(Written request) According to the article, how much has Wayne Reece put into information technology over the past two years?
## Start Article
A small company's bank forces it to invest more in computerization, and in so doing saves the company.
Clarklift's bank forced it to invest more in computerization. It's probably what saved the company
It's Friday morning, and Wayne Reece is sitting in his den, absorbing everything that's going on in his three central Florida forklift dealerships. Eyes glued to a laptop-computer screen, Reece scans the latest neatly formatted status reports E-mailed to him in a constant stream by his top managers. The reports detail every facet of sales, rentals, and service; they highlight trends and potential trouble spots for his company, Clarklift/FIT. Reece interrupts his scanning only to dash off several terse notes demanding more information or corrective action. Why has the service department allowed the backlog of jobs to climb from 50 to 117 in the past few weeks? Has one of the dealerships been neglecting sales of the higher-end forklifts in favor of the easier-to-sell, but less profitable, smaller models? After a while, replies to his queries start to trickle in. "That's more like it," he grumbles, reading one.
Reece uses computers to play the role of omnipotent boss. He's poured nearly $400,000 into information technology in the past two years--1% of his company's revenues over that same period--and he believes it's paid off in spades. Last year the company's net sales grew by 15%, and this year cash flow has improved by 14.5%.
Considering the sort of boost technology has given his business, it may seem hard to believe that Reece marched into the information age just a few years ago. Of course, many small-business owners find themselves pressured into automating by savvy accountants, demanding customers, or giant suppliers. For Reece, the party giving the marching orders was his bank.
Banks have always required small-business owners to jump through various financial and performance hoops to qualify for credit. But in general, if you had healthy sales, reasonable margins, and a consistent history of repaying your loans, you were in good shape for financing. Increasingly, though, banks want to see something else: solid computerization. When bank auditors stop by for a visit, they may be as likely to check out your software as your inventory. "The theory goes that if you can trust the computer systems, you can trust the company's numbers," says David B. Hilton, a vice-president for Citicorp's Global Equipment Finance Division, based in Harrison, N.Y.
Oddly enough, banks' tough new stand on automation may be good news for some small businesses. For Reece and his company, the added burden turned out to be a godsend.
Reece and information technology used to be on uneasy terms. In 1989 he purchased his first computer: a 286 notebook with a black-and-white display. After three days of tinkering, he pawned it off on a friend. "I hadn't sold a damn thing with it, so what did I need it for?" says Reece.
Back then, Reece was the top salesperson for a Tampa-based Caterpillar forklift dealer. A competitor, Clark Equipment Co., owned a flailing outpost in Orlando that had only $1 million in gross sales and had barely carved out 4% of the market share in its territory. Clark Equipment cut Reece a deal: if in one year as manager he could improve the company's standing in Orlando, he would have the option to buy the location. In a matter of months Reece had doubled sales, and by the end of the year he was ready to purchase the small dealership.
Reece was eager to become a company owner and willing to bring $125,000 of his own money to the table, but he still needed $500,000 in financing. Fortunately, the young entrepreneur--he was only 29 at the time--was spared the humiliation of trying to persuade a bank to take a chance on him. Because of his stellar track record in sales, Clark Equipment offered to help Reece get started by guaranteeing a capital loan--meaning that if Reece defaulted, the large manufacturer would pick up the tab. Reece borrowed the money from the Chase/Clark Credit Co., which became part of the Associates, a financing company in Irving, Tex., in 1995.
## End Article
## Start Items
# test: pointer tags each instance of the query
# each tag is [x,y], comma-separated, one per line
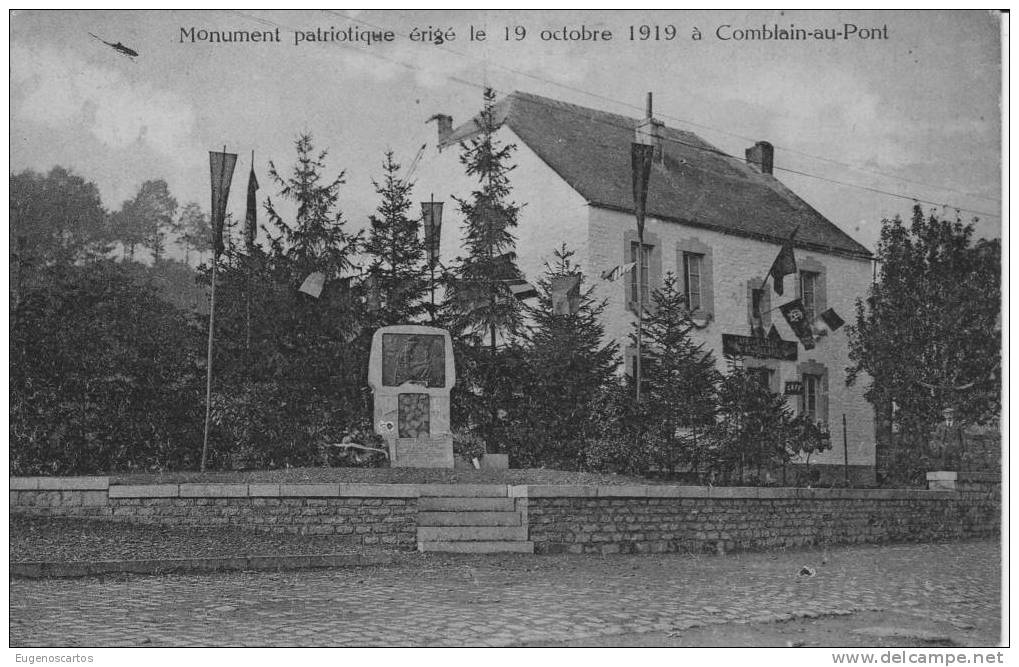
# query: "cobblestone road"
[438,600]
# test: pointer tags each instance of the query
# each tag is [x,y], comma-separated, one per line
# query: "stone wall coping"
[668,491]
[379,490]
[977,476]
[145,491]
[257,490]
[60,484]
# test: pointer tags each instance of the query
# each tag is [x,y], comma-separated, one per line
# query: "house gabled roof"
[695,183]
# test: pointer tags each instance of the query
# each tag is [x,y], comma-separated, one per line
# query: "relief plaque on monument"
[412,372]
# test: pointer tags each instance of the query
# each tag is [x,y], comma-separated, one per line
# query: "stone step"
[484,547]
[438,504]
[464,490]
[469,518]
[471,533]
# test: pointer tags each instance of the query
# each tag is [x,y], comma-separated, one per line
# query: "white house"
[714,221]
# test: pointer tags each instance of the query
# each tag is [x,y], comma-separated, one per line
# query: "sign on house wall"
[757,347]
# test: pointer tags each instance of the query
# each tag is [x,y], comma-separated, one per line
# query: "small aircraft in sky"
[119,48]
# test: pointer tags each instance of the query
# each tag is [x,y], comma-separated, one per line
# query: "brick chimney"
[760,156]
[445,126]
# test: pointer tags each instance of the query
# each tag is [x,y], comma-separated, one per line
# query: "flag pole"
[433,246]
[212,317]
[248,286]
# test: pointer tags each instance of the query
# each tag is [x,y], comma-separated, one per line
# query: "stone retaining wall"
[366,514]
[560,518]
[701,518]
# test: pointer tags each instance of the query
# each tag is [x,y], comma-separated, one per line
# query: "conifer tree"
[316,239]
[293,366]
[478,293]
[480,308]
[570,365]
[396,251]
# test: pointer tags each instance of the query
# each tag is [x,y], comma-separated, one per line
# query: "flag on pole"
[374,294]
[617,272]
[251,219]
[431,216]
[826,322]
[641,156]
[796,316]
[221,171]
[784,265]
[522,289]
[313,284]
[566,294]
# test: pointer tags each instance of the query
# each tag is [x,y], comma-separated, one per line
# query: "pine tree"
[316,239]
[396,251]
[680,377]
[302,378]
[479,307]
[194,230]
[569,366]
[478,292]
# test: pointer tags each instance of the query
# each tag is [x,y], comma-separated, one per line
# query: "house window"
[762,376]
[808,293]
[692,271]
[811,397]
[645,266]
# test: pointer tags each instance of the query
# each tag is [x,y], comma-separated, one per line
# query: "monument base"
[422,452]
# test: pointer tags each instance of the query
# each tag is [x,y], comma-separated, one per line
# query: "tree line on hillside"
[108,365]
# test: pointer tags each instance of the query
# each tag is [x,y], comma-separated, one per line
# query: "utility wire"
[677,118]
[706,149]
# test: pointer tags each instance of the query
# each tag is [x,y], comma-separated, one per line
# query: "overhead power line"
[683,120]
[475,85]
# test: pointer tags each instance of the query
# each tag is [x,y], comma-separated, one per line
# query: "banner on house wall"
[796,316]
[761,348]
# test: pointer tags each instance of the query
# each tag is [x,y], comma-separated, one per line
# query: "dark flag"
[431,216]
[251,219]
[221,170]
[641,156]
[522,289]
[313,284]
[796,316]
[615,272]
[784,265]
[827,322]
[374,294]
[566,294]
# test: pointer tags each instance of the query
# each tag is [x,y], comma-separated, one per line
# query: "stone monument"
[412,372]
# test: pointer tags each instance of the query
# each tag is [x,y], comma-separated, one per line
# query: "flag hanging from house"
[221,172]
[431,217]
[566,294]
[826,322]
[615,272]
[784,265]
[251,219]
[641,156]
[522,289]
[313,284]
[796,316]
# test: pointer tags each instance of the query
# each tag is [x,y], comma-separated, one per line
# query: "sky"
[915,113]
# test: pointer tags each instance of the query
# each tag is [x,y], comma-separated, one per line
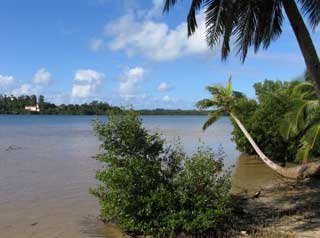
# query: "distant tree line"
[16,105]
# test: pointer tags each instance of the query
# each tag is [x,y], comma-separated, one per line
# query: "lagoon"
[46,170]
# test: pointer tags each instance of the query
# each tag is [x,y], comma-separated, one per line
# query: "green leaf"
[213,117]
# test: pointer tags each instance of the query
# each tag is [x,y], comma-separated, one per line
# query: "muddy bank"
[282,207]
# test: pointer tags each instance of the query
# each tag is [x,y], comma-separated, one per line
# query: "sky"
[126,53]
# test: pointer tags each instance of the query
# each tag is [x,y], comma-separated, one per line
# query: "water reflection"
[46,173]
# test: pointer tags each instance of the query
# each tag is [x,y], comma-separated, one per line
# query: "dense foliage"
[264,119]
[150,188]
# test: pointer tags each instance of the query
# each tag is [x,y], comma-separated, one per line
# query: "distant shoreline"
[142,113]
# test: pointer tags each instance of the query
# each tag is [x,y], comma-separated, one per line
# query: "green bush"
[150,188]
[263,120]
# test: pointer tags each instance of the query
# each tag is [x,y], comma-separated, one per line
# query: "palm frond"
[168,4]
[213,117]
[311,8]
[215,89]
[304,90]
[204,104]
[312,136]
[303,153]
[228,88]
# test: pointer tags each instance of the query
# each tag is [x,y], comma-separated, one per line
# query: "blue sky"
[124,52]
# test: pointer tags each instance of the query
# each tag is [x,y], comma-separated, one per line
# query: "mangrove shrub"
[150,188]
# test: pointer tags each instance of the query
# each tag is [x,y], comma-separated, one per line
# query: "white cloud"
[156,10]
[167,98]
[164,87]
[96,44]
[88,76]
[129,83]
[82,91]
[6,80]
[155,40]
[25,89]
[42,76]
[86,82]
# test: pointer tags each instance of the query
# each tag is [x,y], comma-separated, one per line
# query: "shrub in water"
[150,188]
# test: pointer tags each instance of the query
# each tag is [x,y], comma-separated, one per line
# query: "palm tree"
[255,23]
[223,101]
[303,122]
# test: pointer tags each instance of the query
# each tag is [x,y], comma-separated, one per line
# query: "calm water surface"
[46,170]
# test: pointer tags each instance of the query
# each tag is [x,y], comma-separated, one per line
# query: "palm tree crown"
[303,121]
[252,22]
[256,23]
[223,100]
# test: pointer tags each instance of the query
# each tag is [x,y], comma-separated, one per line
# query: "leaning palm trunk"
[297,172]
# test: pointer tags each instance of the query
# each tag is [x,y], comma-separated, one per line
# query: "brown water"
[46,171]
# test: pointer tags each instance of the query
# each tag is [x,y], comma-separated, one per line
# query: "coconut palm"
[223,101]
[256,23]
[303,121]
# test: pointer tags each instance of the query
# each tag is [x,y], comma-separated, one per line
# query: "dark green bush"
[150,188]
[263,120]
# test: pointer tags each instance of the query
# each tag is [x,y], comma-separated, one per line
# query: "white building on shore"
[35,108]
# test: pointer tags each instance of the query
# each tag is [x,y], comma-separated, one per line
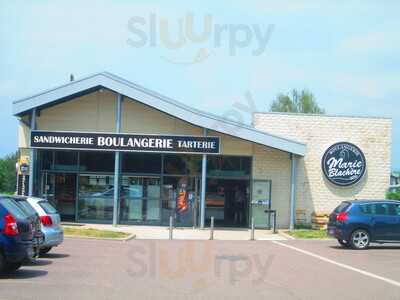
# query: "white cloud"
[370,43]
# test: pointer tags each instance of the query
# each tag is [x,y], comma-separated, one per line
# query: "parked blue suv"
[16,234]
[358,223]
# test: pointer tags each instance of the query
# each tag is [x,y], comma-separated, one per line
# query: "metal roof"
[159,102]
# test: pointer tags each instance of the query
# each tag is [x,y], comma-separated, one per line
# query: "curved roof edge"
[161,103]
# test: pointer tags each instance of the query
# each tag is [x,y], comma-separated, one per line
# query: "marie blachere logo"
[343,164]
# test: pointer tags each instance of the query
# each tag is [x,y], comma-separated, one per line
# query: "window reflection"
[140,199]
[96,197]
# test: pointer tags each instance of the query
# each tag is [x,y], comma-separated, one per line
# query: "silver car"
[50,222]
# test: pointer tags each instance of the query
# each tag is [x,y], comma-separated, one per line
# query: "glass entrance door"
[60,190]
[180,199]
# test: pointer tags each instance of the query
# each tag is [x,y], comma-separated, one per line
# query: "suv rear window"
[342,207]
[13,208]
[47,207]
[27,207]
[385,209]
## End Items
(In response) Nearly $400,000.